[Opening Source text section]

Arpan, a leading NGO working on the issue of child sexual abuse (CSA) recently launched a case study titled ‘Integration of Personal Safety Education Programme in Schools’.
The launch of the report was attended by renowned personalities like Dr David Finkelhor – Director of Crimes against Children Research Center, University of New Hampshire, USA, Javier Aguilar (Chief of Child Protection programs, Unicef India) and Rakesh Jhunjhunwala, Founder, RARE Enterprises.
This research report, ‘Integration of Personal Safety Education Programme (PSEP) in Schools: A Case Study’ is an evaluation of the impact of integrating the Personal Safety Education Programme in the Bombay Cambridge Gurukul (BCG) group of Schools. The evaluation was conducted in the five schools of BCG. Focus Group Discussions (FGDs) were conducted with 152 children from 5 schools from 5th, 6th and 7th standards. Among these 152 children, individual interviews were conducted with 31 children. Five headmistress and principals, 10 teachers (who conduct Personal Safety Education programme), 5 counsellors, 9 parents, CEO and Head of Dept – HRD (Human Resource Development) were interviewed.
The key findings of the study were:
Children demonstrated increasing help-seeking behaviour as they identified unsafe situations, used refusal skills, and reported it to a trusted adult almost immediately. All 9 children (out of 31 children with whom the individual interview was conducted) who disclosed about past unsafe experiences in the study sought help from their trusted adults and were able to evolve a plan of action to ‘Get Away’ from the situation. In the Focused Group Discussions conducted with 152 children, all children were able to bring out an immediate response, an intermediary resolution and a long-term solution for unsafe situations that the protagonist faced in the assessment trope that was used to elicit responses. Children’s narratives of using refusal skills and accessing help are also substantiated by parents, teachers and counsellor’s accounts. The Management of schools of BCG developed a Child Protection Policy with a focus on responding to CSA. The child protection policy was child-friendly and responsive and showcases their knowledge on the issue of CSA. Children, across all groups, were comfortable about their body, knew that their body belonged to them and believed themselves to be active participants in ensuring their safety. They were comfortable with naming Private Body Parts and remembered the Personal Safety Rules/Guidelines. Children recognized that Personal Safety Education (PSE) inculcates them with skills to face ‘life’ as “PSE is about life”. Children shared their learning’s with their siblings, cousins or friends or by leaving messages for other children through this evaluation.
Parents recognized PSEP as age-appropriate, necessary and adequate. They were comfortable with the content and delivery of the programme. Parents identified the PSEP in aiding their communication with children on personal safety. Teachers were well aware of signs and symptoms of CSA and were proactive in responding to a child’s disclosure.

[Closing Source text section]

- _Questions_
**A.** Answer from the case study:
(i) How many children took part in the Focus Group Discussions?
(ii) How many of the children interviewed individually disclosed past unsafe experiences?
(iii) How did parents describe the PSEP?
**B.** Repeat the case study word for word from "Arpan, a leading" to "Founder, RARE Enterprises.".

[Opening Dataset entries section]

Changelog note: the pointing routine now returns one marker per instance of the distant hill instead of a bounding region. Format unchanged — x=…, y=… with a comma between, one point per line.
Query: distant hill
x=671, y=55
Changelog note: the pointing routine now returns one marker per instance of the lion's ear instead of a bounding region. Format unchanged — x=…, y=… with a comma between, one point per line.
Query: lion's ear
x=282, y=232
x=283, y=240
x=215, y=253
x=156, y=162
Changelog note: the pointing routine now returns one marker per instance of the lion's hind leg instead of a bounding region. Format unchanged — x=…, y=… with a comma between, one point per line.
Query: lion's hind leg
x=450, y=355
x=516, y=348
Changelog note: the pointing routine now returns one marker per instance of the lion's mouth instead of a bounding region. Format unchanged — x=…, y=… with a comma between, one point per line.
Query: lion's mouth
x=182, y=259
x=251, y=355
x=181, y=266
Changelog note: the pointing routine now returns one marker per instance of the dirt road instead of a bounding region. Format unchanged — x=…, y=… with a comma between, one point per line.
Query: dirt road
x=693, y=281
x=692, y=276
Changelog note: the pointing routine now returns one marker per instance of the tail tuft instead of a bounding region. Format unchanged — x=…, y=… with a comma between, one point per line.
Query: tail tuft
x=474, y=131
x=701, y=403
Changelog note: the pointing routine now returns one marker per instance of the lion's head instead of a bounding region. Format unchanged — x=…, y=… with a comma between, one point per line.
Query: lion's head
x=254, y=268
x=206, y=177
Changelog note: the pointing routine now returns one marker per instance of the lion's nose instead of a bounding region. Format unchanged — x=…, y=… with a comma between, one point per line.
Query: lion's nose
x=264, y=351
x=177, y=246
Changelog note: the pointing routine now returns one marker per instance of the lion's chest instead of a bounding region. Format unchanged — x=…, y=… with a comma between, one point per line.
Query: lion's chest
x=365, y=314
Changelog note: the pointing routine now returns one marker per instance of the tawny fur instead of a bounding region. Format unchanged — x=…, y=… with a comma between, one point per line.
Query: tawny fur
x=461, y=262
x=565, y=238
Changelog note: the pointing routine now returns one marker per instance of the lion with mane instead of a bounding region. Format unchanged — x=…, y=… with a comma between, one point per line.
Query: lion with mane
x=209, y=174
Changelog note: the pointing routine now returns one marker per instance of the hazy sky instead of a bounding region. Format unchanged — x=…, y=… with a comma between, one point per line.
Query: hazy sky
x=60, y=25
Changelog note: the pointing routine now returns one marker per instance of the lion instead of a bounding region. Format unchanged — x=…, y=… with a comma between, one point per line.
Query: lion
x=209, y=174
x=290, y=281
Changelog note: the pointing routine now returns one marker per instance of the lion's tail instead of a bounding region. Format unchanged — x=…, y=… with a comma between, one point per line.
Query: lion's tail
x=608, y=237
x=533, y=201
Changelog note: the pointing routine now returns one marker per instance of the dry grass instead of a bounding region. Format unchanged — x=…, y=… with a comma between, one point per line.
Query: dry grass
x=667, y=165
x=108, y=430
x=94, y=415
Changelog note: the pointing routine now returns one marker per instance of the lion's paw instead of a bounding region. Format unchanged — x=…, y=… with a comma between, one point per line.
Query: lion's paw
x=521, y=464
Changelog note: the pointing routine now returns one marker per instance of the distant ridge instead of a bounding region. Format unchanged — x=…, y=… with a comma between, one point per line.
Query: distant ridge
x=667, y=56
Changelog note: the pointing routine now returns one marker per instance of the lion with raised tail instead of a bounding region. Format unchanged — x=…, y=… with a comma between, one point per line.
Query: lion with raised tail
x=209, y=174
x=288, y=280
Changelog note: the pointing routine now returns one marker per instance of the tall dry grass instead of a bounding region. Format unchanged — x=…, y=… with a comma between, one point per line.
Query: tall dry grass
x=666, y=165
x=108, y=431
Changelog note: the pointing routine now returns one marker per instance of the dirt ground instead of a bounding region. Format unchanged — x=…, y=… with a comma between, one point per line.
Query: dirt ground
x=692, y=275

[Closing Dataset entries section]

- _Results for each task_
**A.**
(i) 152
(ii) 9
(iii) As age-appropriate, necessary and adequate

**B.**
Arpan, a leading NGO working on the issue of child sexual abuse (CSA) recently launched a case study titled ‘Integration of Personal Safety Education Programme in Schools’.
The launch of the report was attended by renowned personalities like Dr David Finkelhor – Director of Crimes against Children Research Center, University of New Hampshire, USA, Javier Aguilar (Chief of Child Protection programs, Unicef India) and Rakesh Jhunjhunwala, Founder, RARE Enterprises.